YOUR TASK. Write out the entries below in full, exactly as given.

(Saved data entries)
___
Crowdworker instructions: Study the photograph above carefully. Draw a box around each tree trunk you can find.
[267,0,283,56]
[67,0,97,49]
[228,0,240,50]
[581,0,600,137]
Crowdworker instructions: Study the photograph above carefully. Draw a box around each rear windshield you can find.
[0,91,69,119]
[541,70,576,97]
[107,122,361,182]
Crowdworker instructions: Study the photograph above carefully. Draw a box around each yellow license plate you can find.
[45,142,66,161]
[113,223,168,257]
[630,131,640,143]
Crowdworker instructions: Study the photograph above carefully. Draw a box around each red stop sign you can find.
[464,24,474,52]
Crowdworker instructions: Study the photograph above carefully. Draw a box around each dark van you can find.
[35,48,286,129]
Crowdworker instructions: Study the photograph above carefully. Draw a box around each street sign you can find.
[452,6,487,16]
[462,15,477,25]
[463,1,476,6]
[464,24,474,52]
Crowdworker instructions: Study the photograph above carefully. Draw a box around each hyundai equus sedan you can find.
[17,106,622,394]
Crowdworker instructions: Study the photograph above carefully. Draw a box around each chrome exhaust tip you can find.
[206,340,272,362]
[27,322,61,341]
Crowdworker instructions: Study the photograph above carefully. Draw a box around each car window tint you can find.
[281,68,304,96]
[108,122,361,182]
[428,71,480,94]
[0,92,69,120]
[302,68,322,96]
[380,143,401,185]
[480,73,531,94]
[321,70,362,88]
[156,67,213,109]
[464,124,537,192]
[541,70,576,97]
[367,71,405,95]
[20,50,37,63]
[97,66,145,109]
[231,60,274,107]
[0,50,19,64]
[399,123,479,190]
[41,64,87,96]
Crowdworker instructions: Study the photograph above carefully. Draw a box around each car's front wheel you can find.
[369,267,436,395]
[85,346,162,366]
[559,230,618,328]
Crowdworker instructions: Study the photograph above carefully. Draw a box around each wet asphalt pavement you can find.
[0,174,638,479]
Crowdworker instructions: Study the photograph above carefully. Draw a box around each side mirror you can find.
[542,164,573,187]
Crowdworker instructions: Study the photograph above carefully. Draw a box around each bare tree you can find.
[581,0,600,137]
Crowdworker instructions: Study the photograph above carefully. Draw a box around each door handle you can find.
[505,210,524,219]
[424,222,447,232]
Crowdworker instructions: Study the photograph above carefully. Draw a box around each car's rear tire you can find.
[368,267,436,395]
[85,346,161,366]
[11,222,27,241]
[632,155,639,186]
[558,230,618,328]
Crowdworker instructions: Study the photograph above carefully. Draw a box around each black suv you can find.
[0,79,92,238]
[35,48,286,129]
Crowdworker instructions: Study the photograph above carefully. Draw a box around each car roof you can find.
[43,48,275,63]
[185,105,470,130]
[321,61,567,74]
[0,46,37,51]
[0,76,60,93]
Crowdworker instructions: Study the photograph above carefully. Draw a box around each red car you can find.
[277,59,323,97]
___
EXERCISE ANSWER.
Crowdworker instructions: Study the photograph above carefully. Draw a box around each tree trunk you can find.
[267,0,283,56]
[67,0,97,49]
[228,0,240,50]
[581,0,600,137]
Crowdworker instructions: Study the photograph above carefully. Draw a box around each rear windshield you can find.
[0,91,69,119]
[541,70,576,97]
[107,122,361,182]
Crowdworker instructions: Study the photograph above carefully. Draw a box around each yellow license plate you can find.
[45,142,66,161]
[113,223,168,257]
[630,131,640,143]
Crowdworker instructions: Study the photograph above carefully. Draw a box around each red stop sign you can find.
[464,24,474,52]
Crowdworker instructions: Study the photograph above carefully. Draw a box around each dark van you can find.
[35,48,286,129]
Crowdworker instructions: Study the photograph above carefully. Draw a box around each street sign you can find.
[452,6,487,16]
[462,15,477,25]
[463,1,476,6]
[464,24,474,52]
Crowdworker instructions: Study the photograph above carefully. Draw a box around each hyundai equus sedan you can find.
[17,106,622,394]
Crowdworker instructions: Study the photograph above carefully. Draw a box around each chrome exhaust tip you can find.
[206,340,272,362]
[27,322,61,341]
Crowdworker instructions: Study the photograph above carefully. Draw a box around each car window tint you can find.
[281,68,304,96]
[108,122,361,182]
[428,71,480,94]
[0,92,69,120]
[302,68,322,96]
[380,143,401,185]
[480,73,531,94]
[321,70,362,88]
[156,67,213,109]
[464,124,537,192]
[541,70,576,97]
[367,71,405,95]
[20,50,37,63]
[97,66,145,109]
[231,60,274,107]
[0,50,19,64]
[399,123,479,190]
[41,64,87,96]
Crowdworker instructions: Study the photograph above carefully. Draw a box around each car's front wheel you can find.
[369,267,436,395]
[85,346,162,366]
[559,230,618,328]
Crowdworker instructions: Study the photograph above carefully. Draw a box around each wet asphalt pavement you can find.
[0,174,638,479]
Crowdworker instructions: Study the photograph above carefully. Draw a box around each side mirror you can find.
[542,164,573,187]
Crowdworker instructions: Study the photograph above carefully. Draw a box around each bare tree you can find.
[581,0,600,137]
Crowdworker instructions: Study the photograph above carefully. Draw a box around each door handle you can find.
[505,210,524,219]
[424,222,447,232]
Crowdworker instructions: Study the photograph above carefully. Draw a box around each car's rear tire you can find.
[368,267,436,395]
[85,346,161,366]
[11,222,27,241]
[632,155,639,186]
[558,230,618,328]
Crowdworker instructions: Study the photograph above carefully. Draw a box around each black suv you can find.
[0,79,92,238]
[35,48,286,129]
Crowdworker instructions: Study the photograph above carefully. Draw a box around each car roof you can find.
[43,48,275,63]
[185,105,470,130]
[321,61,567,74]
[0,46,37,51]
[0,76,60,93]
Crowdworker instructions: Study the photograph above carefully. Draw a box around each red car you can find.
[277,59,323,97]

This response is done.